Aim of the exercise | Starting at the line that contains "If you could mark the wrinkled" and stopping after the last line of the items below, write out only those lines, requests and all, while scaling each x and y coordinate in the answers by 1.2. Round each scaled coordinate to a whole number, with halves going up.

[Record set start]

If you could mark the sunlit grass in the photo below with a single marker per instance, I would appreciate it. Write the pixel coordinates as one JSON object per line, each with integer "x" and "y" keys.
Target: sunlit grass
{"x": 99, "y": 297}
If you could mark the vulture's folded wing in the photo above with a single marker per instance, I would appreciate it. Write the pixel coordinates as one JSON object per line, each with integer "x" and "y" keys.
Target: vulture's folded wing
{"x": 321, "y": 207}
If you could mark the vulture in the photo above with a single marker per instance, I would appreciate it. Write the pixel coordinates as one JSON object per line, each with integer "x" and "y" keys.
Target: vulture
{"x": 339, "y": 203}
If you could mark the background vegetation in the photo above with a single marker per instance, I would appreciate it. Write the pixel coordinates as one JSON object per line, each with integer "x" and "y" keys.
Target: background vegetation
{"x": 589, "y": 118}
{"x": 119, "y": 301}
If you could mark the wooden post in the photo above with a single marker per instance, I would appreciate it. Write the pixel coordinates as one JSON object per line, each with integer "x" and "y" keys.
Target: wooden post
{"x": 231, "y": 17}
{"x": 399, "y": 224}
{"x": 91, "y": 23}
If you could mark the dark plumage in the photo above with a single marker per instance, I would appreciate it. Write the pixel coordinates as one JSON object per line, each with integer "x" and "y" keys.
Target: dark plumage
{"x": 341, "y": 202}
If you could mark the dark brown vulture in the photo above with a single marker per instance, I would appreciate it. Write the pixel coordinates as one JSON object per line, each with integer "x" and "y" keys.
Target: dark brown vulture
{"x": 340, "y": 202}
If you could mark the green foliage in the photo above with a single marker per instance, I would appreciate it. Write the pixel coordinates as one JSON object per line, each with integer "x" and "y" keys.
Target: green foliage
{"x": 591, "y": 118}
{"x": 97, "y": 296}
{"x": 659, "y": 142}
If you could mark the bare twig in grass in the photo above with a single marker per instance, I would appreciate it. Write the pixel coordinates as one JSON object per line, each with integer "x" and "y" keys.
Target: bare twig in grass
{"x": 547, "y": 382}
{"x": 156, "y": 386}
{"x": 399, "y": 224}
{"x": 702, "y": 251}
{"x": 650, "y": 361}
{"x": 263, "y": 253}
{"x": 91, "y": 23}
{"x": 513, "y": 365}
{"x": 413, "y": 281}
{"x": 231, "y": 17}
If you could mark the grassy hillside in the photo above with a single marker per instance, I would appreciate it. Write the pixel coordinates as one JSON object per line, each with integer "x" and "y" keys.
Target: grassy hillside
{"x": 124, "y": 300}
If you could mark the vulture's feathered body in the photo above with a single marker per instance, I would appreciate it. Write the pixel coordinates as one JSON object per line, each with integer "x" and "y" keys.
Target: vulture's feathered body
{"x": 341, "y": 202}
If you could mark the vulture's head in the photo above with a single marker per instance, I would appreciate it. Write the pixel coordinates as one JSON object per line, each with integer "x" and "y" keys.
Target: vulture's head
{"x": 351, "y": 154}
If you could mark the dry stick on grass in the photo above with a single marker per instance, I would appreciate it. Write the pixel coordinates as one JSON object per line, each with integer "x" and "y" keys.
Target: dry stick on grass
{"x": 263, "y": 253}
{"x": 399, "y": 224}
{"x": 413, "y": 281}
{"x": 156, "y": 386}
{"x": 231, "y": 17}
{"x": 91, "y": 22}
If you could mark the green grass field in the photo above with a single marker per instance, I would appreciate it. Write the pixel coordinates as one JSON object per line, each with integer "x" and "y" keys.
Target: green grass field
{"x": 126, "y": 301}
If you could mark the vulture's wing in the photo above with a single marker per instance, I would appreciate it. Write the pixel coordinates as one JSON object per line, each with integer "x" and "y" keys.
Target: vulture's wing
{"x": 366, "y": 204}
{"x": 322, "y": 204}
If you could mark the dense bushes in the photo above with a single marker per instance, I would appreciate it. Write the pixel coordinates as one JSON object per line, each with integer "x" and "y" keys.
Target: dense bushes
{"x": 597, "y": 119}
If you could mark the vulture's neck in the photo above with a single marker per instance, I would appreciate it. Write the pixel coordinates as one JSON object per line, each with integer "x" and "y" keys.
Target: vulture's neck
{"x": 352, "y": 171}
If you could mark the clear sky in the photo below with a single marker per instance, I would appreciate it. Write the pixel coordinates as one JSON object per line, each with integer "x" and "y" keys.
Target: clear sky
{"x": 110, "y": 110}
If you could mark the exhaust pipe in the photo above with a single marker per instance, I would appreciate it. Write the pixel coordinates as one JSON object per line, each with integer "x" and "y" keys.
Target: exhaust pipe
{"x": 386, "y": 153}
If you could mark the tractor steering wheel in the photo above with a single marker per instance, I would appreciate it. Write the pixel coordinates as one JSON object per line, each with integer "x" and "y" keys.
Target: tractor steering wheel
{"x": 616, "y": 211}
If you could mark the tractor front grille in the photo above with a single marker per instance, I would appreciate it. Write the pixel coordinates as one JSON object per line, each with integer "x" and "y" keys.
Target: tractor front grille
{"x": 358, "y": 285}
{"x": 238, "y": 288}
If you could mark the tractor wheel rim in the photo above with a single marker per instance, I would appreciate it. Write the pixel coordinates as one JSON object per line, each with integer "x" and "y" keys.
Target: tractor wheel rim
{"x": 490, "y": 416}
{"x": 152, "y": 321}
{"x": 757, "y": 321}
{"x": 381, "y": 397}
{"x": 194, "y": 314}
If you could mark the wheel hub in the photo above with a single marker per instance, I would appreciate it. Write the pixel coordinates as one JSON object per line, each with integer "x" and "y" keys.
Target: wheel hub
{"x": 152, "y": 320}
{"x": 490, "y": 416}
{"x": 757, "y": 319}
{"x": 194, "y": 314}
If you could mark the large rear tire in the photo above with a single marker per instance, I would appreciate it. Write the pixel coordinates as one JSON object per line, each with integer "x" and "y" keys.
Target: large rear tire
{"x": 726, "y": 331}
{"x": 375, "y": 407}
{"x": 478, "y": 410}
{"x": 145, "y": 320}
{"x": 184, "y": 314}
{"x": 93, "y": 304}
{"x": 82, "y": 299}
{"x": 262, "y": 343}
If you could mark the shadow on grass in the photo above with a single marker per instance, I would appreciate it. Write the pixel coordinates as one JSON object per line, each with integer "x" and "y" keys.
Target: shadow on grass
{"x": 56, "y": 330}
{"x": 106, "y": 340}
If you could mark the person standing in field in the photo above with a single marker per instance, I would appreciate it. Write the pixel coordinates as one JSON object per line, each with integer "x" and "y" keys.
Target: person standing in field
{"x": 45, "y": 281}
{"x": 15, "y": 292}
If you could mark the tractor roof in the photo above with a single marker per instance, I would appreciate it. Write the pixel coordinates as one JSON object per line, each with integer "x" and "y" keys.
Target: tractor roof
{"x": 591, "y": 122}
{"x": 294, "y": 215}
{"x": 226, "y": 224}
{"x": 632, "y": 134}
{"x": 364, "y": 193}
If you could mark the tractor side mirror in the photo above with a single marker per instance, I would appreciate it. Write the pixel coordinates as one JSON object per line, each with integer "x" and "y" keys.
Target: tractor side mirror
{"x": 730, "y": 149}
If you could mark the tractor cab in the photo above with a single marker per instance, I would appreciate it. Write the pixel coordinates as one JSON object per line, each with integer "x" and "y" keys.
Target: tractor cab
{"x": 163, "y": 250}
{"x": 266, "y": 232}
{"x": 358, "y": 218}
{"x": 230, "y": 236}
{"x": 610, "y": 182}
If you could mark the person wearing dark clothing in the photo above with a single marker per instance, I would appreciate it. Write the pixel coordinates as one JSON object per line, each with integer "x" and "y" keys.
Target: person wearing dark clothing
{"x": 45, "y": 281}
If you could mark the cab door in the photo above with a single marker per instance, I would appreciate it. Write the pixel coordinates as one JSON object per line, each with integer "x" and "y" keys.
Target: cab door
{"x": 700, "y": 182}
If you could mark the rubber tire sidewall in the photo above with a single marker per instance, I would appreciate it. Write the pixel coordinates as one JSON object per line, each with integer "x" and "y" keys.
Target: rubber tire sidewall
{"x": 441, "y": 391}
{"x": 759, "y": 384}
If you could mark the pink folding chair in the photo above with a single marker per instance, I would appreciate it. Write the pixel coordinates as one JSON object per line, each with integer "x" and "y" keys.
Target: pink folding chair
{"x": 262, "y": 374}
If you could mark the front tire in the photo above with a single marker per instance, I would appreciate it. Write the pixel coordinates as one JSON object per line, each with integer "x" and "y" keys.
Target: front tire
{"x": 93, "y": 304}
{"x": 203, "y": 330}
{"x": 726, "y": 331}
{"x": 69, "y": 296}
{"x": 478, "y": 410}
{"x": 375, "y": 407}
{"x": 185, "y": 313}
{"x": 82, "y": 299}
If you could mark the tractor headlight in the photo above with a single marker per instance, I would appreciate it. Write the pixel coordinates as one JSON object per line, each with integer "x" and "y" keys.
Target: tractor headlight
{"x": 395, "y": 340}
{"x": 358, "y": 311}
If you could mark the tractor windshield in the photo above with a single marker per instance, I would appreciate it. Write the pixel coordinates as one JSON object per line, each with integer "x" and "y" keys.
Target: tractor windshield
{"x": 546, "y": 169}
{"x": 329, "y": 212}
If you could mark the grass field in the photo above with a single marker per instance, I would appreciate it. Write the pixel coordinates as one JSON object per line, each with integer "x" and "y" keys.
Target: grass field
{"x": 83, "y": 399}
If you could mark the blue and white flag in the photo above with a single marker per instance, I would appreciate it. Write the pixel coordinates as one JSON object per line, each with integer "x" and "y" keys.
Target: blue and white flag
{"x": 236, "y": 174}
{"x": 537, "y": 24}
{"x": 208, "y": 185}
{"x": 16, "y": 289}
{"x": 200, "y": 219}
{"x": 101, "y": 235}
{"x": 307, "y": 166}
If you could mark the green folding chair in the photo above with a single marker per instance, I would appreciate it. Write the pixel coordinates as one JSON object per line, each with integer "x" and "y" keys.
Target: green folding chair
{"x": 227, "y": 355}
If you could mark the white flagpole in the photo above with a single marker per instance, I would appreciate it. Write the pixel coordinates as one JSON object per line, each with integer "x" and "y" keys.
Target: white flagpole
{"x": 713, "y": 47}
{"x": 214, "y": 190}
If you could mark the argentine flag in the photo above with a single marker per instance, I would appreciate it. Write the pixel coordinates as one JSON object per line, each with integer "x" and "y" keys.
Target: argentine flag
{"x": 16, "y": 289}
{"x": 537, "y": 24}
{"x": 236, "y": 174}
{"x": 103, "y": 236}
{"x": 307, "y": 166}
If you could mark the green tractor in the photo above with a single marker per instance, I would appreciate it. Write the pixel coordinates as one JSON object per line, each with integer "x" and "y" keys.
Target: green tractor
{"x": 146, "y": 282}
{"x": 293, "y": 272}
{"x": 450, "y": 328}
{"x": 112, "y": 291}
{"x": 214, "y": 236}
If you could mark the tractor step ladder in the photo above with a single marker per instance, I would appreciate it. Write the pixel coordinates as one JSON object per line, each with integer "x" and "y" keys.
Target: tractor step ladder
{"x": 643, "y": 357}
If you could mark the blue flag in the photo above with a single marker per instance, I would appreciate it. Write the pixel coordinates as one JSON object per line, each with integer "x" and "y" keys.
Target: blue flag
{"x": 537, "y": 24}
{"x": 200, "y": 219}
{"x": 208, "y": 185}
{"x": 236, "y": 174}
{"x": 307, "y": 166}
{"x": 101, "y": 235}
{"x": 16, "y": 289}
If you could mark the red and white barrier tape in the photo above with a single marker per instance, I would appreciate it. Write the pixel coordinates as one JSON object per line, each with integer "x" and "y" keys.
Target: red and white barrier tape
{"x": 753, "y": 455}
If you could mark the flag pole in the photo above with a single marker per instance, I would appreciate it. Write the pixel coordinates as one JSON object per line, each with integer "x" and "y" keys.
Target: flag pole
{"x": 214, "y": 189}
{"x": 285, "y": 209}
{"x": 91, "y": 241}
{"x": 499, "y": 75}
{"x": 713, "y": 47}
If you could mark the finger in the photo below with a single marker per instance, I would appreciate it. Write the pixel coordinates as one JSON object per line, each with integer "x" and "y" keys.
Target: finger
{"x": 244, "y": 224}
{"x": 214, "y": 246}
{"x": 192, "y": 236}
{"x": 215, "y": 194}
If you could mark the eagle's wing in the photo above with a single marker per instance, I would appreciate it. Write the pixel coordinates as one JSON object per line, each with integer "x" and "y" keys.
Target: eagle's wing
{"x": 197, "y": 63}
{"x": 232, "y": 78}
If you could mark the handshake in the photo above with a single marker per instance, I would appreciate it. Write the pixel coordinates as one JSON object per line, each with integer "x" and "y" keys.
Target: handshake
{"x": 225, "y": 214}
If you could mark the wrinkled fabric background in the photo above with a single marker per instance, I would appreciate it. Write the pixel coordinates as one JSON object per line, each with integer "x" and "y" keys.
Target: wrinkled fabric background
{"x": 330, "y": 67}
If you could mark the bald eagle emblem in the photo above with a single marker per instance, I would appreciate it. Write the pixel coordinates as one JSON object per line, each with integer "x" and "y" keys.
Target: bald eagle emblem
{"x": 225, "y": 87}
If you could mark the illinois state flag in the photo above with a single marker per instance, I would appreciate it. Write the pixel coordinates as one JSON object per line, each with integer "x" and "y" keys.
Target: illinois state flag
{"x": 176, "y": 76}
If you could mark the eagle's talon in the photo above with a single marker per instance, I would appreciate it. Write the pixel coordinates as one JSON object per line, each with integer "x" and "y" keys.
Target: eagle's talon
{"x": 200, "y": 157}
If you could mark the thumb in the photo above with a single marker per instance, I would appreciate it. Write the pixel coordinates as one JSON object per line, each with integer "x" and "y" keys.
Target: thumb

[Record set end]

Answer below |
If you could mark the wrinkled fabric background in the photo above with a single marker per instance, I would appreciate it. Write the pixel coordinates as one JSON object per line, each with integer "x" and "y" keys.
Target: wrinkled fabric background
{"x": 396, "y": 80}
If you could mark the bald eagle emblem in the photo above with a single marker per instance, I would appreciate it. Write the pixel coordinates as one JSON object per line, each with integer "x" and "y" keys.
Target: bald eagle emblem
{"x": 270, "y": 104}
If you could mark the illinois state flag in the photo above with a single marker per instance, I would appreciate it. Write the pixel coordinates as one JSON object per line, each with integer "x" and "y" keys.
Target: illinois state flag
{"x": 211, "y": 91}
If you could mark the eagle's talon in the photo above with a single marker per instance, I would appreciate it. Write the pixel coordinates as one JSON object per line, each with integer "x" and "y" keys.
Target: eagle's talon
{"x": 240, "y": 188}
If you could mark the thumb in the photo above with a single marker per instance, I would appreciate it. Write the pixel coordinates as one JSON object per line, each with integer "x" and "y" keys.
Target: thumb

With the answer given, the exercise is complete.